((

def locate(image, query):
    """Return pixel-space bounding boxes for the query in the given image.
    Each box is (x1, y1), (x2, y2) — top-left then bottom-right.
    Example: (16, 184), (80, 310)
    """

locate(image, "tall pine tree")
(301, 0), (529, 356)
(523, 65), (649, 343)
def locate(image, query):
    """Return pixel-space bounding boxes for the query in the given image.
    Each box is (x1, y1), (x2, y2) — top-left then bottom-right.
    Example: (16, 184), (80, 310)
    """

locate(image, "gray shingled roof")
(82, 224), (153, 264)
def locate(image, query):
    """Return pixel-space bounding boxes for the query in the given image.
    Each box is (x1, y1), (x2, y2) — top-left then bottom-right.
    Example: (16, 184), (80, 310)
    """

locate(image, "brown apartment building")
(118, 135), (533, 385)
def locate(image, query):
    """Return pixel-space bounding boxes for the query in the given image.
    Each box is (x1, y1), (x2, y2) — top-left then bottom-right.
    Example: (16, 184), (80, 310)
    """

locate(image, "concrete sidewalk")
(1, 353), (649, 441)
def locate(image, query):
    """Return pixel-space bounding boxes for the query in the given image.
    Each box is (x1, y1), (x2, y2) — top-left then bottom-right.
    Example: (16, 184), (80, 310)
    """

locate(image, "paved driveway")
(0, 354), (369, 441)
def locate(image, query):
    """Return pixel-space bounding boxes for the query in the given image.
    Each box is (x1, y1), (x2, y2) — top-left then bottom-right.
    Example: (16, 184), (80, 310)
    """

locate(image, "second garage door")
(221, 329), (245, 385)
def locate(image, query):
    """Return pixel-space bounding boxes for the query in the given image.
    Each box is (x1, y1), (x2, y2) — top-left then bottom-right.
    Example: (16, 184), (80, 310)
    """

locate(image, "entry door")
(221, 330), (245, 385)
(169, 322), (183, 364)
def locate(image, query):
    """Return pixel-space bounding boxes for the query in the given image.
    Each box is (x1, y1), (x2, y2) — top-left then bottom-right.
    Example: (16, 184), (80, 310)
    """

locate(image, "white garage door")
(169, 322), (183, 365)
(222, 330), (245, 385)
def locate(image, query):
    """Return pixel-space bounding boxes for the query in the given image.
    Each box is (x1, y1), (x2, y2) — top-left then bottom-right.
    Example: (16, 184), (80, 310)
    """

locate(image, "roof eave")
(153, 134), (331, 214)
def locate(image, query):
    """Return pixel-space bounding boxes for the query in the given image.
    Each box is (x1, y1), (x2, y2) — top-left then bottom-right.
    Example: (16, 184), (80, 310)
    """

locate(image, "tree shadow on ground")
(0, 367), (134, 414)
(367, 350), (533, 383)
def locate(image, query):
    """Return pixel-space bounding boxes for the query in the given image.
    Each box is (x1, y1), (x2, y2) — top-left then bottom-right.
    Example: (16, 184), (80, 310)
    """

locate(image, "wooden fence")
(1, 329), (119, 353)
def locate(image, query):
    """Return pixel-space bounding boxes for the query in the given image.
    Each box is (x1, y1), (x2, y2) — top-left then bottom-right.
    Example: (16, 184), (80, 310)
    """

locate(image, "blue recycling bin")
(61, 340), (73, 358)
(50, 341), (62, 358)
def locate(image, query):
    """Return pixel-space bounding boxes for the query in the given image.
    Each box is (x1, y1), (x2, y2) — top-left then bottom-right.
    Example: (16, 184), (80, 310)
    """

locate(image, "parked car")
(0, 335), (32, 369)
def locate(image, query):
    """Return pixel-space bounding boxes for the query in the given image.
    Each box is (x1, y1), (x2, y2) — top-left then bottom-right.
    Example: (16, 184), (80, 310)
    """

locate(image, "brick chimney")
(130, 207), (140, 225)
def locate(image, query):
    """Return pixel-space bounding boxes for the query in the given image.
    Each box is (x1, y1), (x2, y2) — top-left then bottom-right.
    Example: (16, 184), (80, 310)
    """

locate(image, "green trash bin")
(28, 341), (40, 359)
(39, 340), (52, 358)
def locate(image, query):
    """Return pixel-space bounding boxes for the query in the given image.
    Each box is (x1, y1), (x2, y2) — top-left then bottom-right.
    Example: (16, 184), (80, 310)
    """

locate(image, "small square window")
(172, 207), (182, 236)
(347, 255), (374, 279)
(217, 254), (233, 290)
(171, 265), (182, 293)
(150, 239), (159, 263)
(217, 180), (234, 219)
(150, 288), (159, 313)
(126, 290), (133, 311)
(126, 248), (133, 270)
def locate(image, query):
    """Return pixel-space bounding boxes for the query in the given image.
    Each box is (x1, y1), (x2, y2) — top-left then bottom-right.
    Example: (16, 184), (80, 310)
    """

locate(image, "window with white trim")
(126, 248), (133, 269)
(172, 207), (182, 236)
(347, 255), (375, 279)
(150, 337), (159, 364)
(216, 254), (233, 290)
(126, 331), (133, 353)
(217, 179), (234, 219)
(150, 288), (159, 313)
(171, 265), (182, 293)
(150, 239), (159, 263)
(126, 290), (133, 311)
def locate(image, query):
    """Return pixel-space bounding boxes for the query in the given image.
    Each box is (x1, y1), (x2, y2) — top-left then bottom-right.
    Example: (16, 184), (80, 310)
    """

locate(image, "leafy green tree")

))

__Work required__. Your task is to repeat the data exactly, with nothing left out.

__Solution for this problem__.
def locate(image, query):
    """Return pixel-space bounding boxes for the query in the given image.
    Each box is (x1, y1), (x2, y2) — top-left then bottom-right.
    Example: (16, 184), (80, 310)
    """

locate(image, "tall pine tree")
(301, 0), (529, 356)
(523, 65), (649, 343)
def locate(image, query):
    """Return pixel-space bounding boxes for the query in the given image.
    Each box is (x1, y1), (x2, y2) — top-left then bottom-right.
    Example: (16, 184), (80, 310)
    """

locate(image, "gray shingled roof")
(82, 224), (153, 264)
def locate(image, query):
    """Return pixel-space bounding boxes for the query in the given image.
    Each box is (x1, y1), (x2, y2) — top-left then bottom-right.
    Example: (16, 184), (80, 310)
    """

locate(image, "brown apartment building")
(118, 135), (533, 385)
def locate(image, query):
    """Return pixel-space bounding boxes for the query in the given image.
    Each box is (x1, y1), (x2, y2) — top-left then bottom-right.
    Example: (16, 184), (80, 310)
    """

locate(image, "concrete sidewalk")
(1, 353), (649, 441)
def locate(image, query):
    """Return pixel-space bounding boxes for the query in the given image.
    Each box is (x1, y1), (x2, y2) — top-left then bottom-right.
    Example: (16, 184), (80, 310)
    """

locate(image, "paved driveway")
(0, 354), (369, 441)
def locate(image, query):
    """Return pixel-space bounding boxes for the query in the given image.
    Each box is (x1, y1), (x2, y2) — top-left then bottom-right.
    Example: (16, 184), (80, 310)
    """

locate(image, "second garage door")
(221, 329), (245, 385)
def locate(image, query):
    """Return pixel-space bounding boxes for the query in the given image.
    Each box is (x1, y1), (x2, y2) — top-left then bottom-right.
    Example: (16, 184), (80, 310)
    """

locate(image, "entry door")
(221, 330), (245, 385)
(169, 322), (183, 364)
def locate(image, query):
    """Return pixel-space bounding boxes for the query in the given image.
    Each box is (x1, y1), (x2, y2) — top-left then bottom-right.
    Example: (16, 184), (80, 310)
    """

locate(image, "white garage door")
(169, 322), (183, 365)
(222, 330), (245, 385)
def locate(image, query):
    """Return pixel-space bounding boxes for the query in the given image.
    Each box is (x1, y1), (x2, y2) — top-left then bottom-right.
    Example: (16, 184), (80, 310)
    """

locate(image, "roof eave")
(153, 134), (331, 214)
def locate(image, query):
    """Return pixel-space bounding boxes for the query in the given image.
    Each box is (x1, y1), (x2, y2) — top-left then bottom-right.
    Example: (16, 184), (80, 310)
    """

locate(image, "tree shadow on ground")
(0, 367), (134, 414)
(367, 350), (533, 383)
def locate(image, query):
    """Return pixel-space bounding boxes for the query in the given image.
    Each box is (x1, y1), (x2, y2) — top-left then bottom-right.
    Example: (16, 184), (80, 310)
    """

locate(image, "wooden fence")
(1, 329), (119, 353)
def locate(image, query):
    """Return pixel-space bounding boxes for the query in the given image.
    Each box is (x1, y1), (x2, y2) — top-left then bottom-right.
    Example: (16, 184), (80, 310)
    """

locate(image, "blue recycling bin")
(61, 340), (73, 358)
(50, 341), (62, 358)
def locate(image, query):
    """Return pixel-space bounding boxes for the query in the given image.
    Each box is (x1, y1), (x2, y2) — top-left then bottom-right.
    Example: (16, 184), (80, 310)
    """

locate(image, "parked car")
(0, 335), (32, 369)
def locate(image, query):
    """Return pixel-space bounding boxes for the query in the given image.
    Each box is (x1, y1), (x2, y2) — top-left then bottom-right.
    Example: (16, 184), (80, 310)
    """

locate(image, "brick chimney")
(130, 207), (140, 225)
def locate(image, query):
    """Return pixel-space bounding boxes for the query in the given image.
    Each box is (x1, y1), (x2, y2) — top-left then bottom-right.
    Example: (16, 184), (80, 310)
    """

locate(image, "green trash bin")
(28, 341), (40, 359)
(39, 340), (52, 358)
def locate(image, query):
    """Return pixel-space bounding boxes for the query in the given image.
    Each box is (x1, y1), (x2, y2) — top-left then bottom-right.
    Example: (16, 184), (80, 310)
    """

locate(image, "small square window")
(172, 207), (182, 236)
(347, 255), (374, 279)
(217, 254), (233, 290)
(171, 265), (182, 293)
(150, 239), (159, 263)
(217, 180), (234, 219)
(150, 288), (159, 313)
(126, 290), (133, 311)
(126, 248), (133, 270)
def locate(image, query):
    """Return pixel-space bounding boxes for the query in the given image.
    Each box is (x1, y1), (x2, y2) — top-left then bottom-right.
    Example: (16, 184), (80, 310)
    """

locate(image, "window with white trim")
(126, 248), (133, 269)
(172, 207), (182, 236)
(347, 255), (375, 279)
(150, 337), (159, 364)
(216, 254), (233, 290)
(126, 331), (133, 353)
(217, 179), (234, 219)
(150, 288), (159, 313)
(171, 265), (182, 293)
(150, 239), (159, 263)
(126, 290), (133, 311)
def locate(image, query):
    """Return pixel-space bounding boxes for the query in the given image.
    Each box is (x1, y1), (x2, y2) — top-left then bottom-right.
    Example: (16, 184), (80, 310)
    """

locate(image, "leafy green tree")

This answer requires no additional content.